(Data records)
## Begin
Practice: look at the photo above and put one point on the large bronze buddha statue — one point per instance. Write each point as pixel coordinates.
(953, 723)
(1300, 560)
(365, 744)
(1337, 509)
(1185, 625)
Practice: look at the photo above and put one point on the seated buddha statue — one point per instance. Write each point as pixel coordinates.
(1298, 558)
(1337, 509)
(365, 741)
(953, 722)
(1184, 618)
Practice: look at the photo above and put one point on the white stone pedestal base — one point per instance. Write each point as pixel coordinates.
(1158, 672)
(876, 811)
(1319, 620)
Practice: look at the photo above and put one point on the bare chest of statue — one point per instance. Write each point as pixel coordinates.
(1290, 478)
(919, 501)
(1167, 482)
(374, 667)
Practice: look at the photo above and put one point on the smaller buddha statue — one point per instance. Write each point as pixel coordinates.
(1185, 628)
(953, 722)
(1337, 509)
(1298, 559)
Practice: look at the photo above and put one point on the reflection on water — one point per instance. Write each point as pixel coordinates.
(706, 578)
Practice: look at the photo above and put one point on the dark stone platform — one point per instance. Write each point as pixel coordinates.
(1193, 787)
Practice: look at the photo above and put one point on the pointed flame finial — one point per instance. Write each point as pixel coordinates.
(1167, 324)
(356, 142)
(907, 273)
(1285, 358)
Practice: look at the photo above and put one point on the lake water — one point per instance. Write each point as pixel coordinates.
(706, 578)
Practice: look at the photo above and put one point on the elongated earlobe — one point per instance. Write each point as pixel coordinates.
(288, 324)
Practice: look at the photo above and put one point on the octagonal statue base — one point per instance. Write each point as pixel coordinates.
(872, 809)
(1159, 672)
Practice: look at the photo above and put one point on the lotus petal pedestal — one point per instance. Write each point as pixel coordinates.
## End
The task: Print the stretch of the listing above from the line that contains "on the white" through the end of the listing, repeating each line exactly with nothing added or changed.

Exercise answer:
Practice: look at the photo above and put one point on the white stone pedestal base — one point per instance. Write each point as pixel coordinates.
(1158, 672)
(876, 811)
(1319, 620)
Practice: look at the photo above and put one point on the bare chest of statue — one point per instance. Write each point as pixel coordinates.
(1290, 478)
(919, 501)
(1167, 482)
(374, 667)
Practice: look at the photo above and put one point on the smaller buddha statue — one point per instance. Write each point as pixel coordinates.
(1185, 628)
(953, 722)
(1337, 509)
(1298, 559)
Practice: look at the photo above and put one point on the reflection on water — one point per instance. Write each point as pixel coordinates.
(706, 578)
Practice: look at the photo above and put one point on the dark stone platform — one point per instance. Write each point as pixel coordinates.
(1193, 787)
Practice: look at the photo above and put one point on the pointed flame finial — one point per instance. Write each point as pixel coordinates.
(1167, 324)
(356, 142)
(907, 273)
(1285, 358)
Practice: look at the photo above and put one point on the lake water — one point per instance. Write each point as pixel coordinates.
(706, 578)
Practice: look at the photo above and put one point on the elongated earlobe — one point per instance. Write each point as pixel coordinates.
(288, 324)
Practice: look at the photo above and put one point on the octagonal statue base — one point per instance. Write each point as pixel coordinates.
(872, 809)
(1159, 672)
Practice: look at the photo above and put one point on the lotus petal pedestal — one point per instance. Write each point as pixel coordinates.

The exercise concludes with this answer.